Extract to read =>
Remember the Algonquian story of the Wendigo – the man who engaged in cannibalism and, as a result, turned into an eternally suffering flesh-craving beast? Skinwalkers are similar in that they are men (occasionally women) who undergo a monstrous transformation by way of a Untitled.jpgculturally forbidden act (in this case, intra-familial murder). (Granted, there are versions of the story in which Skinwalkers are simply Anakin-esque flock strayers who end up on the wrong side of the force, but I would assume that that’s equally frowned upon.) Whereas the Wendigos are forever damned to tormented lives of feral scavenging and desperate murder, Skinwalkers are powerful, deliberate and feared. Both legends, however, use the threat of once-human monstrosities to demonstrate the corruptive power of sin (“sin” meaning, in this case, culture-specific social malfeasance).

Data records =>
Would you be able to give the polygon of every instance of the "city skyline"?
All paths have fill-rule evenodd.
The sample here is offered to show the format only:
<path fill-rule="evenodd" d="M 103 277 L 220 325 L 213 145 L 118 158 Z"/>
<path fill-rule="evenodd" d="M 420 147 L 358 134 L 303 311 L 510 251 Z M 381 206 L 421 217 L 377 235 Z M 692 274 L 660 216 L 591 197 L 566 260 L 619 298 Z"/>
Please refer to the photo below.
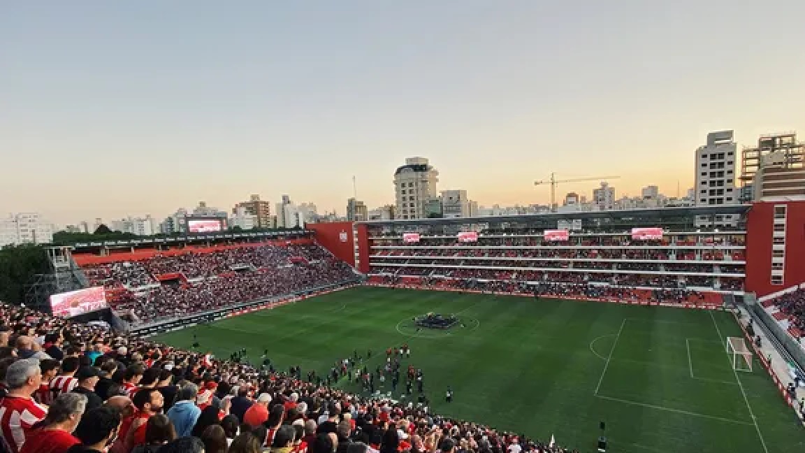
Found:
<path fill-rule="evenodd" d="M 482 206 L 548 204 L 551 172 L 683 196 L 708 132 L 805 124 L 797 2 L 759 35 L 781 2 L 46 3 L 0 18 L 0 213 L 61 224 L 251 193 L 341 214 L 353 175 L 380 206 L 415 156 Z"/>

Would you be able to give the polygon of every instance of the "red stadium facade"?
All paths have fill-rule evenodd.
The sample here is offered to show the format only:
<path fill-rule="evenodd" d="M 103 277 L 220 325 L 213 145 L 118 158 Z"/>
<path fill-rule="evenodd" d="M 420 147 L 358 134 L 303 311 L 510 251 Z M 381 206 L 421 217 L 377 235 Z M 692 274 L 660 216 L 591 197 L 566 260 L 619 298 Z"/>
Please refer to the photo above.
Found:
<path fill-rule="evenodd" d="M 695 226 L 697 218 L 722 214 L 739 214 L 738 227 Z M 583 231 L 563 231 L 574 221 Z M 702 293 L 758 297 L 805 283 L 799 259 L 805 252 L 805 201 L 308 228 L 370 281 L 402 277 L 411 285 L 428 281 L 440 286 L 445 281 L 532 279 L 647 291 L 684 285 Z M 662 239 L 646 236 L 651 228 L 662 229 Z"/>
<path fill-rule="evenodd" d="M 805 283 L 805 201 L 754 203 L 746 230 L 747 291 L 762 297 Z"/>

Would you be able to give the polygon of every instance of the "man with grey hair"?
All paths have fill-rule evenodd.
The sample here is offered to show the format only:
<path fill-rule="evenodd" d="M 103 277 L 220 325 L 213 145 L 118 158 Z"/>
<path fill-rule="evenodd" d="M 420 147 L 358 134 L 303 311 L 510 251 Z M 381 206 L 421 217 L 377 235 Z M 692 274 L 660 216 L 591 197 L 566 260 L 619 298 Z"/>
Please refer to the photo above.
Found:
<path fill-rule="evenodd" d="M 6 384 L 9 389 L 0 401 L 0 435 L 6 451 L 19 453 L 26 433 L 47 414 L 47 408 L 31 397 L 42 384 L 39 361 L 23 359 L 11 364 L 6 372 Z"/>
<path fill-rule="evenodd" d="M 189 436 L 201 415 L 201 409 L 196 405 L 196 397 L 199 388 L 195 384 L 188 384 L 179 389 L 176 404 L 167 411 L 167 418 L 176 429 L 177 437 Z"/>
<path fill-rule="evenodd" d="M 80 393 L 59 395 L 47 409 L 47 416 L 28 433 L 20 453 L 67 451 L 80 443 L 72 436 L 87 408 L 87 397 Z"/>

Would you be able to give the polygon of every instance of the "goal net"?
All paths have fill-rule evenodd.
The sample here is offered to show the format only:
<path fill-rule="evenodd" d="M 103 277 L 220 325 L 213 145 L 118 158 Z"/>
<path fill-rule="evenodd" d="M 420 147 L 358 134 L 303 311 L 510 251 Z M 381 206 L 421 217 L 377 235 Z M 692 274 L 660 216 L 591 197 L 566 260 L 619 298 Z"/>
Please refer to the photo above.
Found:
<path fill-rule="evenodd" d="M 752 351 L 741 337 L 727 337 L 727 353 L 732 358 L 733 369 L 738 372 L 752 371 Z"/>

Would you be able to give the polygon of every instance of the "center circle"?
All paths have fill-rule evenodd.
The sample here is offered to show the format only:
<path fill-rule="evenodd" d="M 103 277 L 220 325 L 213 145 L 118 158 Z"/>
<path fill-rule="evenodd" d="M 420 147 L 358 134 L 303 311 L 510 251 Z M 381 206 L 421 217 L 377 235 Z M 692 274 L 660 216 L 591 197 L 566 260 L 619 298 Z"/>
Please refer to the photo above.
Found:
<path fill-rule="evenodd" d="M 417 339 L 444 339 L 462 336 L 475 331 L 481 322 L 472 316 L 459 316 L 459 324 L 449 329 L 429 329 L 417 326 L 413 318 L 406 318 L 394 327 L 398 332 L 407 337 Z"/>

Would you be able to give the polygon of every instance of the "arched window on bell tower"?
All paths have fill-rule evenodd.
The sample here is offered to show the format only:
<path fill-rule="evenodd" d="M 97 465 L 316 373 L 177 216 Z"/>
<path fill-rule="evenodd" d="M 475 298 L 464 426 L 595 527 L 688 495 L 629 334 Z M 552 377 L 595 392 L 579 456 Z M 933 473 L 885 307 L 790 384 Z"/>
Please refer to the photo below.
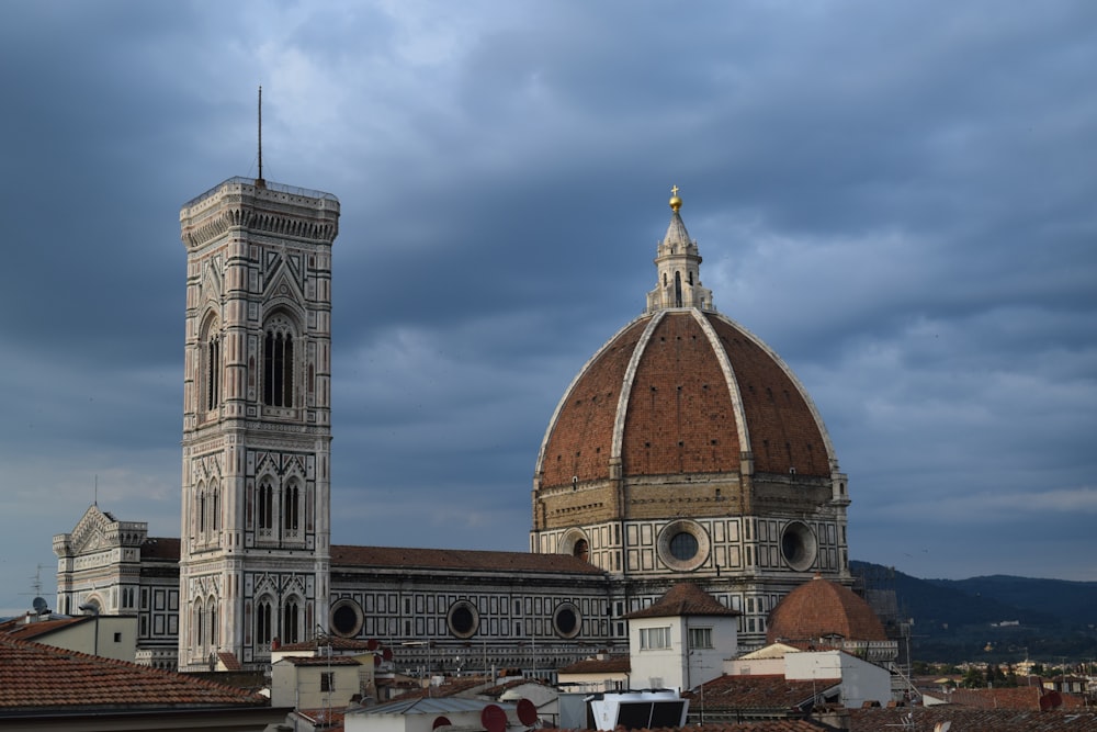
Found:
<path fill-rule="evenodd" d="M 261 539 L 270 539 L 274 533 L 274 485 L 264 477 L 256 489 L 256 531 Z"/>
<path fill-rule="evenodd" d="M 267 644 L 272 638 L 271 600 L 264 597 L 256 605 L 256 642 Z"/>
<path fill-rule="evenodd" d="M 200 409 L 212 412 L 220 406 L 222 390 L 222 338 L 220 324 L 213 313 L 202 326 L 200 349 L 202 353 Z"/>
<path fill-rule="evenodd" d="M 290 319 L 272 317 L 263 328 L 263 404 L 269 407 L 294 405 L 294 345 Z"/>
<path fill-rule="evenodd" d="M 282 534 L 295 539 L 301 533 L 301 486 L 295 480 L 282 493 Z"/>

Task instructions =>
1 - From the passage on Skinwalkers and the Wendigo that appears above the entries, give again everything from "Remember the Algonquian" down to "culture-specific social malfeasance).", word for word.
2 - Answer these questions using the passage on Skinwalkers and the Wendigo:
(a) In the Algonquian story, what act did the man engage in before turning into the Wendigo?
(b) Which three words describe Skinwalkers in contrast to Wendigos?
(c) What do both legends use the threat of once-human monstrosities to demonstrate?

Replies =>
1 -
Remember the Algonquian story of the Wendigo – the man who engaged in cannibalism and, as a result, turned into an eternally suffering flesh-craving beast? Skinwalkers are similar in that they are men (occasionally women) who undergo a monstrous transformation by way of a Untitled.jpgculturally forbidden act (in this case, intra-familial murder). (Granted, there are versions of the story in which Skinwalkers are simply Anakin-esque flock strayers who end up on the wrong side of the force, but I would assume that that’s equally frowned upon.) Whereas the Wendigos are forever damned to tormented lives of feral scavenging and desperate murder, Skinwalkers are powerful, deliberate and feared. Both legends, however, use the threat of once-human monstrosities to demonstrate the corruptive power of sin (“sin” meaning, in this case, culture-specific social malfeasance).

2 -
(a) Cannibalism.
(b) Powerful, deliberate and feared.
(c) The corruptive power of sin.